Task directions: Only the lines holding "ground" are wanted. Copy every one from the records below.

─── Data for review

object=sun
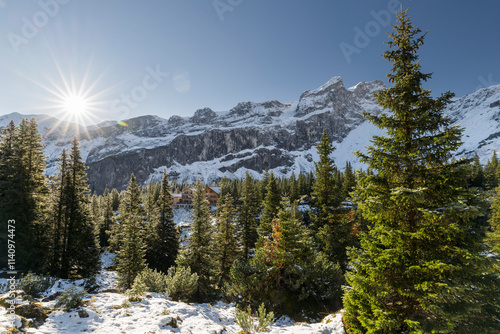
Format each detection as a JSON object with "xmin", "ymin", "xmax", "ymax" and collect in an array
[{"xmin": 63, "ymin": 94, "xmax": 89, "ymax": 116}]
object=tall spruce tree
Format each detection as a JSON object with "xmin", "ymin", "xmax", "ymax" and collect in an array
[
  {"xmin": 343, "ymin": 8, "xmax": 500, "ymax": 333},
  {"xmin": 238, "ymin": 171, "xmax": 259, "ymax": 260},
  {"xmin": 489, "ymin": 187, "xmax": 500, "ymax": 257},
  {"xmin": 99, "ymin": 186, "xmax": 114, "ymax": 249},
  {"xmin": 258, "ymin": 171, "xmax": 281, "ymax": 239},
  {"xmin": 214, "ymin": 192, "xmax": 239, "ymax": 288},
  {"xmin": 231, "ymin": 202, "xmax": 342, "ymax": 318},
  {"xmin": 343, "ymin": 161, "xmax": 356, "ymax": 198},
  {"xmin": 469, "ymin": 152, "xmax": 485, "ymax": 188},
  {"xmin": 484, "ymin": 152, "xmax": 499, "ymax": 189},
  {"xmin": 0, "ymin": 119, "xmax": 48, "ymax": 271},
  {"xmin": 60, "ymin": 138, "xmax": 99, "ymax": 278},
  {"xmin": 146, "ymin": 170, "xmax": 179, "ymax": 273},
  {"xmin": 110, "ymin": 174, "xmax": 147, "ymax": 289},
  {"xmin": 176, "ymin": 179, "xmax": 215, "ymax": 301}
]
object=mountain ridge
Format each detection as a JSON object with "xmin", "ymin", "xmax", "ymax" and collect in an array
[{"xmin": 1, "ymin": 77, "xmax": 499, "ymax": 193}]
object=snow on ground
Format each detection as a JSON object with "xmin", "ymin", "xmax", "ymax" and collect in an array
[{"xmin": 0, "ymin": 251, "xmax": 345, "ymax": 334}]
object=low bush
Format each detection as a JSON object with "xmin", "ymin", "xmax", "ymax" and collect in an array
[
  {"xmin": 165, "ymin": 266, "xmax": 198, "ymax": 302},
  {"xmin": 130, "ymin": 267, "xmax": 168, "ymax": 296},
  {"xmin": 55, "ymin": 286, "xmax": 87, "ymax": 311},
  {"xmin": 235, "ymin": 303, "xmax": 274, "ymax": 334},
  {"xmin": 18, "ymin": 272, "xmax": 56, "ymax": 299}
]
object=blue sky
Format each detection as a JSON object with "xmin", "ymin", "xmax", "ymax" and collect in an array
[{"xmin": 0, "ymin": 0, "xmax": 498, "ymax": 124}]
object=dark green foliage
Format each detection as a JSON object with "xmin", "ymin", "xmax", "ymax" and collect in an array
[
  {"xmin": 130, "ymin": 267, "xmax": 168, "ymax": 295},
  {"xmin": 145, "ymin": 171, "xmax": 179, "ymax": 273},
  {"xmin": 258, "ymin": 172, "xmax": 282, "ymax": 239},
  {"xmin": 110, "ymin": 174, "xmax": 147, "ymax": 290},
  {"xmin": 231, "ymin": 203, "xmax": 342, "ymax": 319},
  {"xmin": 214, "ymin": 192, "xmax": 239, "ymax": 288},
  {"xmin": 312, "ymin": 130, "xmax": 342, "ymax": 217},
  {"xmin": 165, "ymin": 266, "xmax": 199, "ymax": 302},
  {"xmin": 484, "ymin": 152, "xmax": 499, "ymax": 189},
  {"xmin": 343, "ymin": 8, "xmax": 500, "ymax": 333},
  {"xmin": 468, "ymin": 152, "xmax": 485, "ymax": 188},
  {"xmin": 55, "ymin": 285, "xmax": 87, "ymax": 311},
  {"xmin": 488, "ymin": 187, "xmax": 500, "ymax": 256},
  {"xmin": 99, "ymin": 186, "xmax": 114, "ymax": 249},
  {"xmin": 44, "ymin": 138, "xmax": 100, "ymax": 279},
  {"xmin": 0, "ymin": 119, "xmax": 48, "ymax": 271},
  {"xmin": 343, "ymin": 161, "xmax": 356, "ymax": 198},
  {"xmin": 238, "ymin": 172, "xmax": 259, "ymax": 260},
  {"xmin": 18, "ymin": 272, "xmax": 56, "ymax": 299},
  {"xmin": 176, "ymin": 179, "xmax": 215, "ymax": 302}
]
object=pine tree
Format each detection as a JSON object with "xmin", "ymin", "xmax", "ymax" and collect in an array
[
  {"xmin": 238, "ymin": 171, "xmax": 259, "ymax": 260},
  {"xmin": 0, "ymin": 119, "xmax": 48, "ymax": 271},
  {"xmin": 289, "ymin": 171, "xmax": 299, "ymax": 202},
  {"xmin": 343, "ymin": 8, "xmax": 500, "ymax": 333},
  {"xmin": 312, "ymin": 130, "xmax": 342, "ymax": 218},
  {"xmin": 214, "ymin": 192, "xmax": 239, "ymax": 287},
  {"xmin": 59, "ymin": 138, "xmax": 100, "ymax": 278},
  {"xmin": 146, "ymin": 170, "xmax": 179, "ymax": 273},
  {"xmin": 100, "ymin": 186, "xmax": 114, "ymax": 249},
  {"xmin": 176, "ymin": 179, "xmax": 215, "ymax": 301},
  {"xmin": 258, "ymin": 172, "xmax": 281, "ymax": 239},
  {"xmin": 110, "ymin": 174, "xmax": 147, "ymax": 289},
  {"xmin": 343, "ymin": 161, "xmax": 356, "ymax": 198},
  {"xmin": 231, "ymin": 202, "xmax": 342, "ymax": 318},
  {"xmin": 111, "ymin": 188, "xmax": 120, "ymax": 211},
  {"xmin": 484, "ymin": 151, "xmax": 499, "ymax": 189},
  {"xmin": 469, "ymin": 152, "xmax": 485, "ymax": 188},
  {"xmin": 488, "ymin": 187, "xmax": 500, "ymax": 256}
]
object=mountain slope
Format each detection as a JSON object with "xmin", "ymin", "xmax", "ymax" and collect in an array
[{"xmin": 1, "ymin": 77, "xmax": 499, "ymax": 193}]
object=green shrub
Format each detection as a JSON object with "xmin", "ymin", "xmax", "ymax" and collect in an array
[
  {"xmin": 55, "ymin": 286, "xmax": 87, "ymax": 311},
  {"xmin": 18, "ymin": 272, "xmax": 56, "ymax": 299},
  {"xmin": 130, "ymin": 267, "xmax": 168, "ymax": 296},
  {"xmin": 235, "ymin": 303, "xmax": 274, "ymax": 334},
  {"xmin": 165, "ymin": 266, "xmax": 198, "ymax": 302}
]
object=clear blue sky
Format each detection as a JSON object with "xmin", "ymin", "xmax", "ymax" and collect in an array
[{"xmin": 0, "ymin": 0, "xmax": 498, "ymax": 124}]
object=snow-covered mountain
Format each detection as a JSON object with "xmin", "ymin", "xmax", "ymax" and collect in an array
[{"xmin": 1, "ymin": 77, "xmax": 500, "ymax": 193}]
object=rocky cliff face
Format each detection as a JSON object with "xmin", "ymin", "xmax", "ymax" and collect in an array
[{"xmin": 1, "ymin": 77, "xmax": 500, "ymax": 193}]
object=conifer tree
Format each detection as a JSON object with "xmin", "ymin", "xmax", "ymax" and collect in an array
[
  {"xmin": 214, "ymin": 192, "xmax": 239, "ymax": 287},
  {"xmin": 111, "ymin": 188, "xmax": 120, "ymax": 211},
  {"xmin": 231, "ymin": 202, "xmax": 342, "ymax": 318},
  {"xmin": 489, "ymin": 187, "xmax": 500, "ymax": 256},
  {"xmin": 258, "ymin": 172, "xmax": 281, "ymax": 239},
  {"xmin": 289, "ymin": 171, "xmax": 299, "ymax": 202},
  {"xmin": 60, "ymin": 138, "xmax": 100, "ymax": 278},
  {"xmin": 176, "ymin": 179, "xmax": 215, "ymax": 301},
  {"xmin": 238, "ymin": 171, "xmax": 259, "ymax": 260},
  {"xmin": 310, "ymin": 130, "xmax": 342, "ymax": 232},
  {"xmin": 110, "ymin": 174, "xmax": 147, "ymax": 289},
  {"xmin": 343, "ymin": 161, "xmax": 356, "ymax": 198},
  {"xmin": 146, "ymin": 170, "xmax": 179, "ymax": 273},
  {"xmin": 99, "ymin": 186, "xmax": 114, "ymax": 248},
  {"xmin": 343, "ymin": 8, "xmax": 500, "ymax": 333},
  {"xmin": 0, "ymin": 119, "xmax": 48, "ymax": 271},
  {"xmin": 484, "ymin": 151, "xmax": 499, "ymax": 189},
  {"xmin": 469, "ymin": 152, "xmax": 485, "ymax": 188}
]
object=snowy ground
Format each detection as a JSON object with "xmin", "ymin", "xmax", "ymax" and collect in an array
[{"xmin": 0, "ymin": 252, "xmax": 345, "ymax": 334}]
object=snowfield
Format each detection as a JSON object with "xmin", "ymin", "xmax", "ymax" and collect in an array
[{"xmin": 0, "ymin": 252, "xmax": 345, "ymax": 334}]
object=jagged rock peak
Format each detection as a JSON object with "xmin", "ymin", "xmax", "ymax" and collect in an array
[
  {"xmin": 229, "ymin": 102, "xmax": 254, "ymax": 116},
  {"xmin": 191, "ymin": 107, "xmax": 217, "ymax": 124}
]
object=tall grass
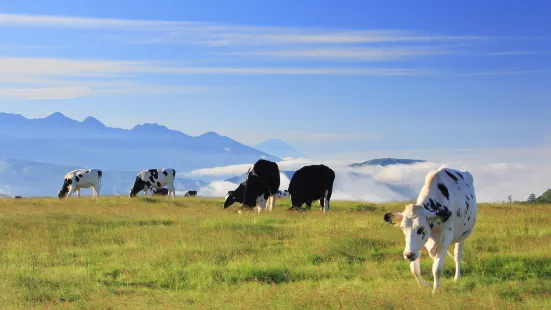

──────

Finished exercise:
object=snow on ground
object=snowy ground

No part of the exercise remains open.